▶ [EXERCISE DESCRIPTION]: Count the lines in the listing below that contain the string "truck", and reply with that number alone.

-- start SUPPLIED RECORDS --

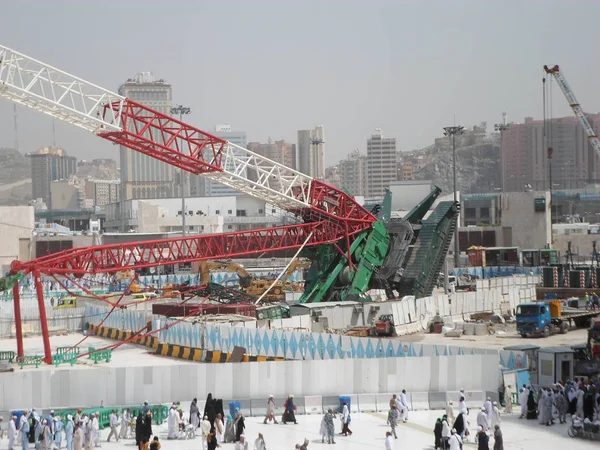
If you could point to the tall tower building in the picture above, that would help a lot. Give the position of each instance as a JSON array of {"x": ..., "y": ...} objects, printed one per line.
[
  {"x": 525, "y": 163},
  {"x": 141, "y": 175},
  {"x": 311, "y": 152},
  {"x": 49, "y": 164},
  {"x": 202, "y": 186},
  {"x": 381, "y": 164},
  {"x": 353, "y": 173}
]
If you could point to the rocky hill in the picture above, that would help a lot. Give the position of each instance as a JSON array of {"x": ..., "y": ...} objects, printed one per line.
[{"x": 477, "y": 168}]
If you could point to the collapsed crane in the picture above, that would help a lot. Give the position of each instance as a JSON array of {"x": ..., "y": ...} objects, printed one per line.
[
  {"x": 352, "y": 249},
  {"x": 574, "y": 104}
]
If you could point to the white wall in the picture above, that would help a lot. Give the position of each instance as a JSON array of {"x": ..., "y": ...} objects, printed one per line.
[
  {"x": 108, "y": 385},
  {"x": 17, "y": 223}
]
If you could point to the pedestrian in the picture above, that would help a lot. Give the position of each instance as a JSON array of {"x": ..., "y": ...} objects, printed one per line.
[
  {"x": 12, "y": 432},
  {"x": 508, "y": 399},
  {"x": 195, "y": 415},
  {"x": 290, "y": 409},
  {"x": 205, "y": 428},
  {"x": 58, "y": 428},
  {"x": 125, "y": 420},
  {"x": 113, "y": 421},
  {"x": 270, "y": 414},
  {"x": 259, "y": 443},
  {"x": 330, "y": 424},
  {"x": 437, "y": 434},
  {"x": 498, "y": 441},
  {"x": 305, "y": 445},
  {"x": 483, "y": 439},
  {"x": 241, "y": 444},
  {"x": 455, "y": 441},
  {"x": 69, "y": 430},
  {"x": 404, "y": 405},
  {"x": 393, "y": 420},
  {"x": 346, "y": 419},
  {"x": 389, "y": 442}
]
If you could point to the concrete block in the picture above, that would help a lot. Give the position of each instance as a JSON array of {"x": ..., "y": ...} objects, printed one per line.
[
  {"x": 383, "y": 402},
  {"x": 419, "y": 400},
  {"x": 367, "y": 403},
  {"x": 313, "y": 404},
  {"x": 438, "y": 400}
]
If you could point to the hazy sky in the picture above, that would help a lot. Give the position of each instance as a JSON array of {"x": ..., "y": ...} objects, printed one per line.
[{"x": 273, "y": 67}]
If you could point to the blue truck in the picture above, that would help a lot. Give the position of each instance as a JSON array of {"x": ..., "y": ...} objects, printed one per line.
[{"x": 550, "y": 317}]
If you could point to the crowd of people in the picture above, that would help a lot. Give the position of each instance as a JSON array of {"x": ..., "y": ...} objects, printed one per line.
[{"x": 579, "y": 398}]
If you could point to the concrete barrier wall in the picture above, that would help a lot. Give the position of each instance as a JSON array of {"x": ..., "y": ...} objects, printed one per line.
[
  {"x": 62, "y": 387},
  {"x": 287, "y": 344}
]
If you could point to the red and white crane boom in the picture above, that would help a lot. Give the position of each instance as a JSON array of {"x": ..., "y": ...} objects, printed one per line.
[{"x": 574, "y": 104}]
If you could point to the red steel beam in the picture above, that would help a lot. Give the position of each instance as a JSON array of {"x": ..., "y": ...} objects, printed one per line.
[
  {"x": 165, "y": 138},
  {"x": 137, "y": 255}
]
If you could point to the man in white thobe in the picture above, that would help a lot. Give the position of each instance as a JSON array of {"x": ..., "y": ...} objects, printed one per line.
[
  {"x": 404, "y": 405},
  {"x": 205, "y": 427},
  {"x": 523, "y": 397},
  {"x": 12, "y": 432},
  {"x": 173, "y": 423},
  {"x": 488, "y": 411}
]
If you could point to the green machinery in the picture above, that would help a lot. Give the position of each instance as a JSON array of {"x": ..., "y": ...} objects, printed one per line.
[{"x": 402, "y": 256}]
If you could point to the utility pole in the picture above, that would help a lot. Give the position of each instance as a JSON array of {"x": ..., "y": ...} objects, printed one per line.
[
  {"x": 452, "y": 132},
  {"x": 181, "y": 110},
  {"x": 501, "y": 127}
]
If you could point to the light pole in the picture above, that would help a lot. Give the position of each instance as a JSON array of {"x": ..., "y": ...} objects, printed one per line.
[
  {"x": 501, "y": 127},
  {"x": 181, "y": 110},
  {"x": 315, "y": 142},
  {"x": 452, "y": 132}
]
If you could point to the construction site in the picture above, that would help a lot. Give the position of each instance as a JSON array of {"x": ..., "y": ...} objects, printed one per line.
[{"x": 362, "y": 290}]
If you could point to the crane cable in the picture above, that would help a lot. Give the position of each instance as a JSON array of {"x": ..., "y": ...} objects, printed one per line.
[{"x": 284, "y": 270}]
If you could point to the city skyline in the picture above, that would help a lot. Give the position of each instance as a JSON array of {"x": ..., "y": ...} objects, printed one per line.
[{"x": 396, "y": 85}]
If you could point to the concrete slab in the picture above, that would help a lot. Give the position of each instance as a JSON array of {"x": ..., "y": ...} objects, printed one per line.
[{"x": 369, "y": 432}]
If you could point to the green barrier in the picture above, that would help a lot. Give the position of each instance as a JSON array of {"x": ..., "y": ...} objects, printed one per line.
[
  {"x": 7, "y": 356},
  {"x": 159, "y": 413},
  {"x": 99, "y": 355},
  {"x": 29, "y": 360}
]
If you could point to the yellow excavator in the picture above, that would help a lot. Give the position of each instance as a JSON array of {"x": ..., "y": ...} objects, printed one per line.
[{"x": 252, "y": 285}]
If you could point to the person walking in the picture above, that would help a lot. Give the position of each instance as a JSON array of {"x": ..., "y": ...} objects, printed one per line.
[
  {"x": 346, "y": 419},
  {"x": 389, "y": 441},
  {"x": 393, "y": 420},
  {"x": 270, "y": 414}
]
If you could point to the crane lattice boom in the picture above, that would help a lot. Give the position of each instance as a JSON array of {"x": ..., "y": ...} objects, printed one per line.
[
  {"x": 574, "y": 104},
  {"x": 329, "y": 213}
]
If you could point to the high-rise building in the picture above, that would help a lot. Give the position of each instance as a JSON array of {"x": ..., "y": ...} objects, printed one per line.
[
  {"x": 311, "y": 151},
  {"x": 353, "y": 173},
  {"x": 525, "y": 163},
  {"x": 381, "y": 164},
  {"x": 49, "y": 164},
  {"x": 201, "y": 186},
  {"x": 143, "y": 176}
]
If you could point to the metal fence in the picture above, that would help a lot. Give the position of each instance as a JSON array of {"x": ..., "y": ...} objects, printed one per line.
[{"x": 69, "y": 320}]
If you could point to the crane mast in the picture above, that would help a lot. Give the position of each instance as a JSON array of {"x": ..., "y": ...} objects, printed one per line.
[{"x": 574, "y": 104}]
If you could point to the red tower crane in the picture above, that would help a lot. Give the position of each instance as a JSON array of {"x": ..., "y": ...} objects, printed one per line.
[{"x": 326, "y": 214}]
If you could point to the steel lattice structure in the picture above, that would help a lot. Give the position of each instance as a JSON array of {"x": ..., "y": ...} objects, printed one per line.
[{"x": 329, "y": 215}]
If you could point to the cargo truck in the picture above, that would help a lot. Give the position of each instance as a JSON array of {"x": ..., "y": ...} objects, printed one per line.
[{"x": 550, "y": 317}]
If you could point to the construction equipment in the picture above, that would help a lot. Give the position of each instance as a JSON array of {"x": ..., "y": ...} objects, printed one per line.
[
  {"x": 550, "y": 317},
  {"x": 252, "y": 285},
  {"x": 574, "y": 104},
  {"x": 353, "y": 250}
]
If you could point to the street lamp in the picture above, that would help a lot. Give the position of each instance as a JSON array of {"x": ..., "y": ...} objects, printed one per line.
[
  {"x": 181, "y": 110},
  {"x": 501, "y": 127},
  {"x": 452, "y": 132}
]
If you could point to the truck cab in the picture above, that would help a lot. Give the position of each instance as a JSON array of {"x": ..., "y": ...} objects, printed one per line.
[{"x": 536, "y": 319}]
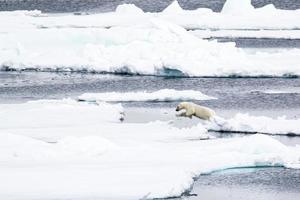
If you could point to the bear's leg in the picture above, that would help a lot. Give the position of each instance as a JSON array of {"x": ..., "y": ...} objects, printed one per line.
[{"x": 189, "y": 113}]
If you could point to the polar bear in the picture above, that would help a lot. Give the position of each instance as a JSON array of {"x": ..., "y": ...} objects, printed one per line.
[{"x": 192, "y": 109}]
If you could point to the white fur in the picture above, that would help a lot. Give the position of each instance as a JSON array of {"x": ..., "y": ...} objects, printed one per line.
[{"x": 192, "y": 109}]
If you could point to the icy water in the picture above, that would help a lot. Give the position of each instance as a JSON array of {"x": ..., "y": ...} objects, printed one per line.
[
  {"x": 248, "y": 183},
  {"x": 146, "y": 5},
  {"x": 257, "y": 96}
]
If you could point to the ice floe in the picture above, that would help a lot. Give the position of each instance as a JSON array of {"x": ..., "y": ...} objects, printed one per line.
[
  {"x": 245, "y": 123},
  {"x": 151, "y": 44},
  {"x": 155, "y": 96},
  {"x": 154, "y": 48},
  {"x": 87, "y": 153}
]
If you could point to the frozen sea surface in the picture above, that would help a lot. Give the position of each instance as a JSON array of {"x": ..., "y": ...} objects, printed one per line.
[
  {"x": 271, "y": 97},
  {"x": 146, "y": 5}
]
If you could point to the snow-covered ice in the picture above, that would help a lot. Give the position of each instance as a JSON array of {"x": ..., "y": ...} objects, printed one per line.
[
  {"x": 151, "y": 44},
  {"x": 253, "y": 124},
  {"x": 269, "y": 34},
  {"x": 155, "y": 96},
  {"x": 55, "y": 149}
]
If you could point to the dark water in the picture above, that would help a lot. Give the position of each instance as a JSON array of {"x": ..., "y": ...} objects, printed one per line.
[
  {"x": 146, "y": 5},
  {"x": 249, "y": 184},
  {"x": 232, "y": 93},
  {"x": 262, "y": 42}
]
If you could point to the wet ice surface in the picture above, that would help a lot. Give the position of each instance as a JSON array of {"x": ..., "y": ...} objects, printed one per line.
[
  {"x": 244, "y": 94},
  {"x": 146, "y": 5}
]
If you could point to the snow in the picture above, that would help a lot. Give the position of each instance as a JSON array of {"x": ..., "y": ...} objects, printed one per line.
[
  {"x": 157, "y": 48},
  {"x": 88, "y": 153},
  {"x": 155, "y": 96},
  {"x": 252, "y": 124},
  {"x": 150, "y": 44},
  {"x": 270, "y": 34}
]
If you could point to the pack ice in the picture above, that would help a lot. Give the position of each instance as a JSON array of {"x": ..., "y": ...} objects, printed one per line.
[
  {"x": 54, "y": 149},
  {"x": 150, "y": 44}
]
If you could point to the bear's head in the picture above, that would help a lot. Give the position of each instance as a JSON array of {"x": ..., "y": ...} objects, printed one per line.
[{"x": 182, "y": 105}]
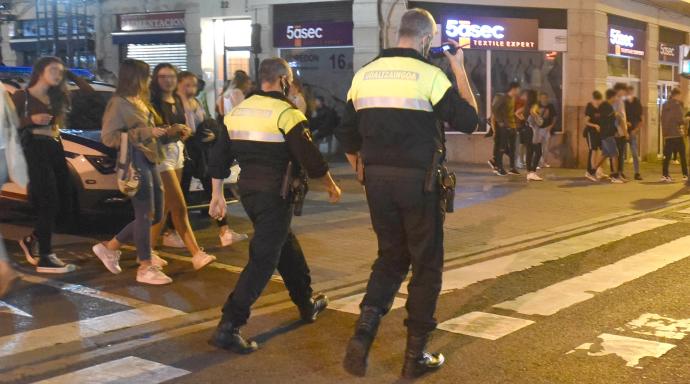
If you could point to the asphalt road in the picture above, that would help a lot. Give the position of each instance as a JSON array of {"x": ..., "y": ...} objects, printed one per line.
[{"x": 602, "y": 300}]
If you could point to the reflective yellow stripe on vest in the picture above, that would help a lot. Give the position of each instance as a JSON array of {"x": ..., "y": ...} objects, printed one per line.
[
  {"x": 392, "y": 102},
  {"x": 262, "y": 119},
  {"x": 399, "y": 83}
]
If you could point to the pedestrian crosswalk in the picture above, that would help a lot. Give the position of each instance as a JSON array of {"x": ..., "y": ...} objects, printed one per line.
[
  {"x": 650, "y": 336},
  {"x": 130, "y": 370},
  {"x": 463, "y": 277}
]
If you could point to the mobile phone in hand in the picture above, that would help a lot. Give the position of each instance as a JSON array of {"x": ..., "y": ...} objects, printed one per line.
[{"x": 438, "y": 52}]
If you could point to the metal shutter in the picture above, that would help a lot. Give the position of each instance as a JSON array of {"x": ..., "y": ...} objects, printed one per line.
[{"x": 154, "y": 54}]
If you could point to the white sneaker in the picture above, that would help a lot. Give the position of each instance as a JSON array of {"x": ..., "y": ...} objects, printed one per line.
[
  {"x": 173, "y": 240},
  {"x": 591, "y": 177},
  {"x": 532, "y": 176},
  {"x": 152, "y": 275},
  {"x": 157, "y": 260},
  {"x": 601, "y": 174},
  {"x": 202, "y": 259},
  {"x": 109, "y": 258},
  {"x": 230, "y": 237}
]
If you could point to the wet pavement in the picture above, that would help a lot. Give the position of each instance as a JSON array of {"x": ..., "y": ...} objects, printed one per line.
[{"x": 556, "y": 282}]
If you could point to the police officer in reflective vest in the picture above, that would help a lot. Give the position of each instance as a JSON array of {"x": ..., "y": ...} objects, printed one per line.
[
  {"x": 392, "y": 135},
  {"x": 270, "y": 139}
]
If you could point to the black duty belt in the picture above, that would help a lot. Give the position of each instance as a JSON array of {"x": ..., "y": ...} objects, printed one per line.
[{"x": 389, "y": 171}]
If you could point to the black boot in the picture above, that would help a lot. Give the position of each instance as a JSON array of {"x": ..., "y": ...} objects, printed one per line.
[
  {"x": 417, "y": 361},
  {"x": 228, "y": 337},
  {"x": 358, "y": 348},
  {"x": 316, "y": 305}
]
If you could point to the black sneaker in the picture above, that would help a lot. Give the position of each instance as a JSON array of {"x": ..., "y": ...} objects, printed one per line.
[
  {"x": 29, "y": 244},
  {"x": 52, "y": 264}
]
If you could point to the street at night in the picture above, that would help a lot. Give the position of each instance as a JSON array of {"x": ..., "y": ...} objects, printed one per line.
[{"x": 542, "y": 284}]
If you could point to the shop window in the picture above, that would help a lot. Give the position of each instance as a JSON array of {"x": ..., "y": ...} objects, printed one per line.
[
  {"x": 618, "y": 66},
  {"x": 237, "y": 33},
  {"x": 154, "y": 54},
  {"x": 666, "y": 72},
  {"x": 636, "y": 68}
]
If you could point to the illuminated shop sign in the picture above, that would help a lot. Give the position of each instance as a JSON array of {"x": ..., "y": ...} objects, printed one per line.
[
  {"x": 668, "y": 53},
  {"x": 312, "y": 34},
  {"x": 493, "y": 33},
  {"x": 626, "y": 41}
]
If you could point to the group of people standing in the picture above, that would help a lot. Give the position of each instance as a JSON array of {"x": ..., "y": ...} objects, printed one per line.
[
  {"x": 522, "y": 123},
  {"x": 612, "y": 123},
  {"x": 170, "y": 135}
]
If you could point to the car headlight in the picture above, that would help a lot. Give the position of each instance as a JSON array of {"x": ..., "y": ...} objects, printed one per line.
[{"x": 103, "y": 164}]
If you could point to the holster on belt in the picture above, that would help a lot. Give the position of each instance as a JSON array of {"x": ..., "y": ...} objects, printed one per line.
[
  {"x": 441, "y": 180},
  {"x": 294, "y": 187},
  {"x": 359, "y": 168}
]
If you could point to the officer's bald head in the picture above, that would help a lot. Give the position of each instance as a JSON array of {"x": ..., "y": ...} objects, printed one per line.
[
  {"x": 273, "y": 69},
  {"x": 416, "y": 24}
]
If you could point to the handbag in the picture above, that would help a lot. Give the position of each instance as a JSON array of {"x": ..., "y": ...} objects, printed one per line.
[
  {"x": 14, "y": 154},
  {"x": 128, "y": 177}
]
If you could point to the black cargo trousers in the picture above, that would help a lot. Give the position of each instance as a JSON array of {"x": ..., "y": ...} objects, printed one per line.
[
  {"x": 408, "y": 222},
  {"x": 272, "y": 246}
]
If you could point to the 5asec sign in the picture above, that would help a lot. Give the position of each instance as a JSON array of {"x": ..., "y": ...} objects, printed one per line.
[
  {"x": 493, "y": 32},
  {"x": 312, "y": 34}
]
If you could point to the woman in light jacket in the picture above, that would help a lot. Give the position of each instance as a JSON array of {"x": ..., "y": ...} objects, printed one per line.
[{"x": 130, "y": 111}]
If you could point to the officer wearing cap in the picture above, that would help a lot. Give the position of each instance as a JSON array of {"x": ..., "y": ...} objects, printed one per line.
[
  {"x": 392, "y": 135},
  {"x": 270, "y": 140}
]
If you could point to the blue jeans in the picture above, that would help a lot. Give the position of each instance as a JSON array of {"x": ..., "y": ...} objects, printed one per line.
[
  {"x": 635, "y": 151},
  {"x": 148, "y": 207},
  {"x": 4, "y": 177}
]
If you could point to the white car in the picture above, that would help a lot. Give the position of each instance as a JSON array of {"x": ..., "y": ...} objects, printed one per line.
[{"x": 91, "y": 165}]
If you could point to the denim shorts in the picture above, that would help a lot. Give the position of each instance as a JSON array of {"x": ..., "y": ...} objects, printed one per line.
[{"x": 609, "y": 147}]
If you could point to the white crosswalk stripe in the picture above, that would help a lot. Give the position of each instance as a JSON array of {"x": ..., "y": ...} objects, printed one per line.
[
  {"x": 130, "y": 370},
  {"x": 463, "y": 277},
  {"x": 77, "y": 330},
  {"x": 550, "y": 300}
]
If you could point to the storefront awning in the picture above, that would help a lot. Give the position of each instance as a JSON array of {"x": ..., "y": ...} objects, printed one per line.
[{"x": 149, "y": 37}]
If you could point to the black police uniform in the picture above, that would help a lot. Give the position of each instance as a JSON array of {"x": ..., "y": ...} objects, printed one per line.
[
  {"x": 266, "y": 132},
  {"x": 392, "y": 116}
]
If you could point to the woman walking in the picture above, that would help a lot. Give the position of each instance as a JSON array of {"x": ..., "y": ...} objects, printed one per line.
[
  {"x": 41, "y": 109},
  {"x": 170, "y": 112},
  {"x": 129, "y": 111},
  {"x": 534, "y": 146},
  {"x": 204, "y": 135}
]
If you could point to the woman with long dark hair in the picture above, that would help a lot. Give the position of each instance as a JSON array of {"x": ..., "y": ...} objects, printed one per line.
[
  {"x": 170, "y": 112},
  {"x": 130, "y": 111},
  {"x": 42, "y": 108},
  {"x": 205, "y": 133},
  {"x": 535, "y": 120}
]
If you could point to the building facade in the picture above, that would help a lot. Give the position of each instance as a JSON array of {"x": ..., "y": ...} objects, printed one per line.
[{"x": 566, "y": 49}]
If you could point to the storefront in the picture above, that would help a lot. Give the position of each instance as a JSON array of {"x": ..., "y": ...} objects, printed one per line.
[
  {"x": 669, "y": 77},
  {"x": 626, "y": 51},
  {"x": 316, "y": 39},
  {"x": 505, "y": 45},
  {"x": 156, "y": 37},
  {"x": 31, "y": 39}
]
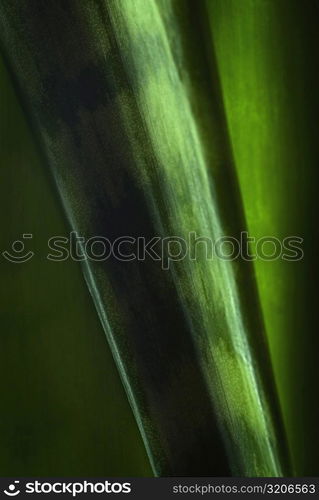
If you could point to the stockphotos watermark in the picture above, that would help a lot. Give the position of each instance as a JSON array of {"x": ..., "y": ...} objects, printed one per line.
[
  {"x": 165, "y": 250},
  {"x": 66, "y": 487}
]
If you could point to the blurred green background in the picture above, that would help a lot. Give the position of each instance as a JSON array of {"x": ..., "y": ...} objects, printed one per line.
[{"x": 63, "y": 408}]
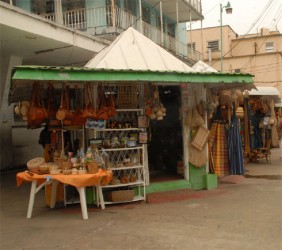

-- end SUPPLIED RECORDS --

▶ [COMPLETED TASK]: 3